* DIRECTIONS *
a – Write out the blog post between "Continued..." and "see the fireflies.", inclusive, word for word.
b – Add 139 to every coordinate in the answers of the entries between the lines holding "Identify green metal" and "250 287 271 378", inclusive. Give only those lines again, keeping the requests as they are.

* PASSAGE PROVIDED *

Continued...

Posted by Cabol on Wednesday, March 3. 2010 at 10:10 in Country Livin'
Our story left off with Andy approaching the knocked-on door...

Chapter 6
Andy opens the door to a grizzled man wearing a work jumper and a hard hat that says, "ASPLUNDH." Andy climbs into his jacket and boots and leads Mr. Asplundh outside to see the fireflies.

Chapter 7
The next morning, Cabol is working at home and is still in her flannel froggie nightie when she notices a truck in the driveway up by the Craft Shack. A man is walking down the hill from the truck. Cabol shrieks and runs to get dressed. She goes back to the window and watches the man stand for a bit by the firefly home and then turn around and walk back to the truck. Cabol keeps an eye on the truck as she goes about her day. Eventually the one truck is replaced by another truck. With blinky lights on top. Hours, days, weeks go by and there is nothing to see but the blinky truck. Then a machine appears off in the distance, hidden by trees. Cabol waits.

Chapter 8
A low rumble pierces the air. The machine is on the move. Through the snow and ice, it crawls down the driveway to the firefly nest. Four men follow it. They stare up into the trees, point, and holler. Nearby, the scary snow sheep watch and wait. Cabol suddenly realizes the men and their machine are in danger! They don't stand a chance if the giant rams of doom should attack. She bravely gears up, grabs a shovel, and forges out into the snow to warn the men.

(Annotated coordinate entries)

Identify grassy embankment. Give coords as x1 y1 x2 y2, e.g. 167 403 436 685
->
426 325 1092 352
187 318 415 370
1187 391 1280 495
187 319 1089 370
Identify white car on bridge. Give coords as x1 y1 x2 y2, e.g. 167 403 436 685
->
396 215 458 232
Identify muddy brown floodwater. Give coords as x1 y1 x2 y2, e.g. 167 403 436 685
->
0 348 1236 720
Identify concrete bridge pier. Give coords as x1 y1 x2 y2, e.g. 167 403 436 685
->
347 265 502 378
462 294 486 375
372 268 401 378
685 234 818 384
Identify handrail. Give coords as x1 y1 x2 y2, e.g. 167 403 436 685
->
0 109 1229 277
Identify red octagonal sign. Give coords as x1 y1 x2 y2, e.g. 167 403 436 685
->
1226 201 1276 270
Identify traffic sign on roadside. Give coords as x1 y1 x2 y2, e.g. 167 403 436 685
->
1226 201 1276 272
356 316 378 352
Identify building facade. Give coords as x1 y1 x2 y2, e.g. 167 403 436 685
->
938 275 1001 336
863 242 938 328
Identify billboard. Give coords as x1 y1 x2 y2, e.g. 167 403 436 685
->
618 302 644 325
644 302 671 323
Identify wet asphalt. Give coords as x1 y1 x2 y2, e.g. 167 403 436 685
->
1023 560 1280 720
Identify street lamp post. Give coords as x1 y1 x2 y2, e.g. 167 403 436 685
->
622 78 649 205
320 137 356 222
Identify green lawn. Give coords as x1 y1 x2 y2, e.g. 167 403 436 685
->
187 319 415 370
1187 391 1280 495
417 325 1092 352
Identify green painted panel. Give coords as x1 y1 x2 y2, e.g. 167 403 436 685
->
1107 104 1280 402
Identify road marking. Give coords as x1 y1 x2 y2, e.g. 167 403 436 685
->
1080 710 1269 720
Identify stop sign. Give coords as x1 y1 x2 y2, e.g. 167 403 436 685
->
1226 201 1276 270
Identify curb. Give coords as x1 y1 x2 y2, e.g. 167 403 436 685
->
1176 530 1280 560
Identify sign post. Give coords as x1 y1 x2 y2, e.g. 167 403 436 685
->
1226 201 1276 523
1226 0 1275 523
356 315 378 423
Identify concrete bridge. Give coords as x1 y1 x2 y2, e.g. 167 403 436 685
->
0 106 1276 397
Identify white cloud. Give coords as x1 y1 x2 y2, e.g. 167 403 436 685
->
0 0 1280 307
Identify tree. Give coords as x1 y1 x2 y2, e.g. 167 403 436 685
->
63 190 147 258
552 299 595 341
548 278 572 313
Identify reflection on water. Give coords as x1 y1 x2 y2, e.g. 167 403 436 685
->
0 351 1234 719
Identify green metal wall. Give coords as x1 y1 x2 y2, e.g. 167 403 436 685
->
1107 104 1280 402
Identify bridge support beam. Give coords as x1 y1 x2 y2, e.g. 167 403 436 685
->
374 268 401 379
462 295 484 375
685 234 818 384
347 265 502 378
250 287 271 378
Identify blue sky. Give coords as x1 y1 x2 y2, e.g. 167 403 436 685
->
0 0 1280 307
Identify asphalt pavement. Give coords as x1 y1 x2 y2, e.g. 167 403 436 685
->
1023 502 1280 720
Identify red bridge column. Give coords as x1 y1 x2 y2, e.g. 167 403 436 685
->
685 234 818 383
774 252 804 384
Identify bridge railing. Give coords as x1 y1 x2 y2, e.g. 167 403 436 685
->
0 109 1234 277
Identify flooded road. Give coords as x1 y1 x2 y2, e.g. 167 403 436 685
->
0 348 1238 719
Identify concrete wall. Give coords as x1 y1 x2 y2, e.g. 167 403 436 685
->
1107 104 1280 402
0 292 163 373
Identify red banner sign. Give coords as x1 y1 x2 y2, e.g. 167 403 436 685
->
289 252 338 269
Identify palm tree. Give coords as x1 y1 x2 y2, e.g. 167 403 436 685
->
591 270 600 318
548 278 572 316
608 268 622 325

* RESPONSES FOR EACH TASK *
a –
Continued...

Posted by Cabol on Wednesday, March 3. 2010 at 10:10 in Country Livin'
Our story left off with Andy approaching the knocked-on door...

Chapter 6
Andy opens the door to a grizzled man wearing a work jumper and a hard hat that says, "ASPLUNDH." Andy climbs into his jacket and boots and leads Mr. Asplundh outside to see the fireflies.

b –
Identify green metal wall. Give coords as x1 y1 x2 y2, e.g. 167 403 436 685
->
1246 243 1419 541
Identify bridge support beam. Give coords as x1 y1 x2 y2, e.g. 167 403 436 685
->
513 407 540 518
601 434 623 514
824 373 957 523
486 404 641 517
389 426 410 517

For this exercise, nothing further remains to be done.